--- start ---
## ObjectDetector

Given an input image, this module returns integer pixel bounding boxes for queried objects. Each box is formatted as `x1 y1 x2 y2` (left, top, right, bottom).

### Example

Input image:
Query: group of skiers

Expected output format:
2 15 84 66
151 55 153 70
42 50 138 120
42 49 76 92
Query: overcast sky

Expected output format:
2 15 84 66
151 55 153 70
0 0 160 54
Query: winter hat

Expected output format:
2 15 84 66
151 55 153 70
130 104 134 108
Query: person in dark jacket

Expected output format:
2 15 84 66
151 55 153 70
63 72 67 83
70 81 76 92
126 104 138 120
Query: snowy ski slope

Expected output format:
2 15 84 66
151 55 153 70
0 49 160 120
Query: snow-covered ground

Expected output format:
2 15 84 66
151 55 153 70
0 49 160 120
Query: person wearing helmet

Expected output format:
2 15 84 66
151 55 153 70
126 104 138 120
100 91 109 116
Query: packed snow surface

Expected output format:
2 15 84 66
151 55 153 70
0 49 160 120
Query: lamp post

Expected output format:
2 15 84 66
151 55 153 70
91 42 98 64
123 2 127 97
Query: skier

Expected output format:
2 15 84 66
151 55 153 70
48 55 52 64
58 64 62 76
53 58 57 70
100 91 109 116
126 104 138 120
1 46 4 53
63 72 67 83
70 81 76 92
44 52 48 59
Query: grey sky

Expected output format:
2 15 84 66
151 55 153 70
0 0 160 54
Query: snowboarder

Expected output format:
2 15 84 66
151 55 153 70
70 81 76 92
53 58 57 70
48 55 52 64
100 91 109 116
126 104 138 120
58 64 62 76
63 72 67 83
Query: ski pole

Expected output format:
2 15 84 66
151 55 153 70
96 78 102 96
--- end ---
Exercise: Please reproduce every item above line for line, changing nothing.

Complete output:
## ObjectDetector

Given an input image, this module returns integer pixel bounding boxes for queried objects. Each box is formatted as `x1 y1 x2 y2` (left, top, right, bottom).

### Example

Input image:
Query: group of skiers

Expected output format:
2 15 84 66
151 55 153 70
42 50 138 120
42 49 76 92
Query: overcast sky

Expected output format:
2 15 84 66
151 55 153 70
0 0 160 54
Query: winter hat

Expected output format:
2 15 84 66
151 55 153 70
130 104 134 108
Query: person in dark jacket

Expected output format:
2 15 84 66
151 55 153 70
63 72 67 83
70 81 76 92
126 104 138 120
Query: snowy ski slope

Expected output format:
2 15 84 66
151 55 153 70
0 49 160 120
Query: snow-covered ground

Expected output format:
2 15 84 66
151 55 153 70
0 49 160 120
Query: person wearing helmet

Expected output format:
2 15 84 66
151 55 153 70
126 104 138 120
100 91 109 116
Query: packed snow surface

Expected output format:
2 15 84 66
151 55 153 70
0 49 160 120
Query: lamp post

Expected output format:
2 15 84 66
151 55 153 70
91 42 98 64
123 2 127 97
Query: skier

Expected output format:
2 15 84 66
151 55 153 70
48 55 52 64
58 64 62 76
53 58 57 70
100 91 109 116
126 104 138 120
1 46 4 53
63 72 67 83
70 81 76 92
44 52 48 59
Query: grey sky

Expected output format:
2 15 84 66
151 55 153 70
0 0 160 54
Query: snowboarder

Expected output format:
2 15 84 66
151 55 153 70
70 81 76 92
53 58 57 70
48 55 52 64
100 91 109 116
126 104 138 120
58 64 62 76
63 72 67 83
Query: ski pole

Expected output format:
2 15 84 66
151 55 153 70
96 78 102 96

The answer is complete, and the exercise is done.